▸ **DIRECTION**: Write out the entire listing below word for word, omitting the picture from your copy.

— START OF DATA LISTING —

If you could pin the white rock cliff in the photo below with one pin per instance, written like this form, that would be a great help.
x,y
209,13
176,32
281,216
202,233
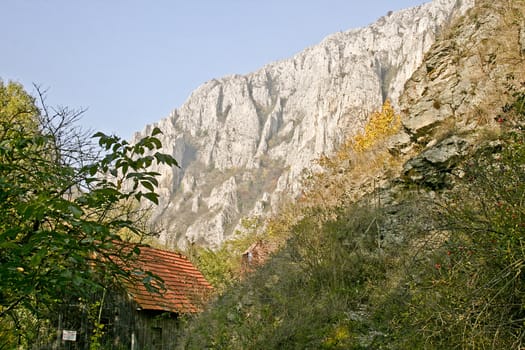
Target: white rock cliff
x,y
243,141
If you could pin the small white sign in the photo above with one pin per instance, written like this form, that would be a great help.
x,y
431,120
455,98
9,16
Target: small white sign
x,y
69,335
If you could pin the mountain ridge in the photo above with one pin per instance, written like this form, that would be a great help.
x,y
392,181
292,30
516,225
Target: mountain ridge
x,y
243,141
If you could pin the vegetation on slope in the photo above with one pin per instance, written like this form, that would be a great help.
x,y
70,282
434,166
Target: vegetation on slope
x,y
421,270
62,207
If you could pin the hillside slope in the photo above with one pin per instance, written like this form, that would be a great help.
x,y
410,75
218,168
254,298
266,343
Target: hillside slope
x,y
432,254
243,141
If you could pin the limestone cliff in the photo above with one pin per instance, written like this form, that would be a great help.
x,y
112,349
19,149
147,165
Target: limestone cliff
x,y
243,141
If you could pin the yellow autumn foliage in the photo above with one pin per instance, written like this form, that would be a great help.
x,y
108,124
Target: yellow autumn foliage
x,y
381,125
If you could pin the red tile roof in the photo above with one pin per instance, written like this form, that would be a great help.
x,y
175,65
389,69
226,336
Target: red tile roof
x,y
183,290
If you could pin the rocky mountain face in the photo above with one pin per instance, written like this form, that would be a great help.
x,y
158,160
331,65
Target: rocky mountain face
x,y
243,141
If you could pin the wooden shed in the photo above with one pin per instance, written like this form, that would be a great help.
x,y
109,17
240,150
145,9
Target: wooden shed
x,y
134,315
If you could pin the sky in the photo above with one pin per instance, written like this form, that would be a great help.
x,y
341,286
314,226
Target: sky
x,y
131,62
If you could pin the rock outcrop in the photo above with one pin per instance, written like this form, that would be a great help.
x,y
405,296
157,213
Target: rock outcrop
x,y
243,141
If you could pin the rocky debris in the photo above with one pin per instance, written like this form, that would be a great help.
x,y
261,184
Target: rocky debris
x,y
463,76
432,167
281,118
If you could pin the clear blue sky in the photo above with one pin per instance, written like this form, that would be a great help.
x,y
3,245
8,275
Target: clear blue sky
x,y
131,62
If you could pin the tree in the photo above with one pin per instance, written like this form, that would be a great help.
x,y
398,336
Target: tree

— END OF DATA LISTING —

▸ **EXPECTED ANSWER**:
If you could pin the white rock cliff in the photo below with one pin per instance, written like this form, that would be a great help.
x,y
209,13
176,32
281,216
202,233
Target: white rock cliff
x,y
243,141
If you could pin the small white sign in the photo above with one pin per instance, written like this form, that would be a great help.
x,y
431,120
455,98
9,16
Target: small white sign
x,y
69,335
If you could pin the mountain ridge in the photo above with one pin per instance, written like this form, that would be a great help.
x,y
392,181
292,30
516,225
Target: mountain ridge
x,y
243,141
If you could pin the vegetation on slope in the photo above with one pin per instance, written like this form, that would be a great help.
x,y
70,282
434,166
Target: vegetation on slope
x,y
421,270
62,207
If you could pin the hillside slope in the photo above with one pin per instance, written like this form, that would be a great help.
x,y
410,75
218,168
254,298
266,343
Target: hillside slope
x,y
432,254
243,141
If you could pin the limestone cliff in the photo above with one pin per instance, written like this form, that would be a great help.
x,y
112,349
19,149
147,165
Target: limestone cliff
x,y
243,141
If you could pin the yellow autumn foliage in the photo above with one pin per instance, written like this form, that would be a great help.
x,y
108,124
Target: yellow autumn foliage
x,y
381,125
If you could pin the red tile roof in the photo above with one pin per instance, written like this form, that would be a great help.
x,y
175,65
389,69
226,336
Target: red tile roof
x,y
183,290
If you could pin the rocky mountain face in the photo above with one pin per instance, written like this form, that would be a great help.
x,y
158,160
331,65
Target: rocky mountain face
x,y
243,141
If you could pin the wooden shed in the photo above with one pin per instance, written like this form, that would be a great help.
x,y
109,17
240,150
145,9
Target: wooden shed
x,y
134,315
If you could pin the sky in the photo above with one pin per instance, written like this form, that would be a great help.
x,y
341,286
314,226
Target: sky
x,y
131,62
If you could pin the rock outcrop in the photo above with one pin per instance, written like this form, that would be a great help.
x,y
405,296
157,213
Target: rock outcrop
x,y
243,141
If you could pin the rocky debris in the photo above with one pin per instance, written like this form, that would be a great help.
x,y
261,184
Target: rocky debris
x,y
463,76
432,167
281,118
If you could pin the clear blue sky in the photo above with one pin per instance, written like this form, that would be a great help.
x,y
3,245
8,275
Target: clear blue sky
x,y
131,62
If you could pin the tree in the photo above with one pin per instance, written like this form, that would be a great help.
x,y
398,336
Target: tree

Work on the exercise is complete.